## Task to complete
Write out the listing in full, matching it word for word.

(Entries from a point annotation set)
-- -- --

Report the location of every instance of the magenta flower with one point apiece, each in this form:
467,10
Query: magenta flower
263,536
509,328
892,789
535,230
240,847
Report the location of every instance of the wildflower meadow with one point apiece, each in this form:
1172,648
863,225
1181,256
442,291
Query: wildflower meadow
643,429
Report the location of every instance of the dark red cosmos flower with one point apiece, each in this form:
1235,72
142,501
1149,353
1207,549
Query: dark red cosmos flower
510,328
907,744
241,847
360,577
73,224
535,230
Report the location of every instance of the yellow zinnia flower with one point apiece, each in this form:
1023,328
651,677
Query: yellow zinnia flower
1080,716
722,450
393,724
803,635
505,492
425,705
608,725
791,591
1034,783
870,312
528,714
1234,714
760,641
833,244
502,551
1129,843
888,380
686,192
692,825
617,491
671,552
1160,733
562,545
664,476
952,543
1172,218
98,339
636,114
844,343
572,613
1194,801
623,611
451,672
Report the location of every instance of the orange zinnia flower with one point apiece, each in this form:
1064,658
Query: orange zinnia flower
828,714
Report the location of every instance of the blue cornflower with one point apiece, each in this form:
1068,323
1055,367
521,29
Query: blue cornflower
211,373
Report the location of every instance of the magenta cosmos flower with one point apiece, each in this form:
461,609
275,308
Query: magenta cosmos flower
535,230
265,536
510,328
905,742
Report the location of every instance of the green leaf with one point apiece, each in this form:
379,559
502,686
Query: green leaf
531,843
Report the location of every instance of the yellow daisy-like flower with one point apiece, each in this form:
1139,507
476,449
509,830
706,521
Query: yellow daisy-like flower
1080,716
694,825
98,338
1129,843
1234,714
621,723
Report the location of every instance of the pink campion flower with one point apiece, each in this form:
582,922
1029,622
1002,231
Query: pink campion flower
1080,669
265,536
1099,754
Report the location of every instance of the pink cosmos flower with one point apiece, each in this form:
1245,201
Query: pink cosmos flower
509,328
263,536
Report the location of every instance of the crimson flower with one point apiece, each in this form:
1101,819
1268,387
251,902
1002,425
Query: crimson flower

-- -- --

## Answer
Report the location of every instance of the magenta flower with one point apiece, each in this form:
467,10
Query: magenta flower
263,536
509,328
892,789
535,230
240,847
Report the location of every instance of the wildflower meadow with one point apiece, each in this form:
1172,648
863,225
1181,256
442,291
Query: wildflower meadow
643,429
Report the location of every instance of the dark red cosmos flower with one point apiece, each in this form:
1235,72
142,501
1149,353
1207,549
Query: dark red cosmos flower
510,328
907,744
241,847
360,577
73,224
535,230
Report the location of every instance of the yellow zinnia flower with one point apiece, each in this form:
1023,328
651,677
Query: yellow zinnia flower
1080,716
722,450
393,724
803,635
505,492
425,705
608,725
791,591
1034,783
870,312
528,714
1234,714
760,641
833,244
502,551
1129,843
888,380
686,192
692,825
617,491
671,552
1160,733
562,545
664,476
952,543
1172,218
98,339
636,114
844,343
572,613
1194,801
623,611
451,672
Report the location of every instance of the orange zinnia flower with one point apiece, each in this form:
1064,658
Query: orange zinnia flower
828,714
Report the location of every instance of the blue cornflower with one point apiece, each in this form:
1068,323
1055,367
521,29
Query: blue cornflower
211,373
Report the location of every instance of the magenta cosmos flower with one point apiece, each in this form:
461,609
275,308
Query: magenta cosmos flower
535,230
265,536
510,328
905,742
Report the location of every instance of the green leaf with one point apiece, each in this form:
379,559
502,686
Query: green leaf
531,843
Report the location of every instance of the yellow daisy-like flower with one point apiece, each in this form:
1139,507
476,449
509,830
706,521
Query: yellow daisy-like flower
1080,716
694,825
98,338
1129,843
1234,714
621,723
Report the location of every instance of the pink campion flower with one point apiece, each in this form:
582,922
1029,622
1002,231
Query: pink campion flower
1080,669
265,536
1099,754
Report the location of every instance of the pink cosmos flower with one point apiece, each in this form:
1245,201
Query: pink cosmos flower
509,328
263,536
Report the location of every instance of the crimson flower with one point apiece, each in this form:
1101,819
1268,387
251,902
1002,425
Query: crimson flower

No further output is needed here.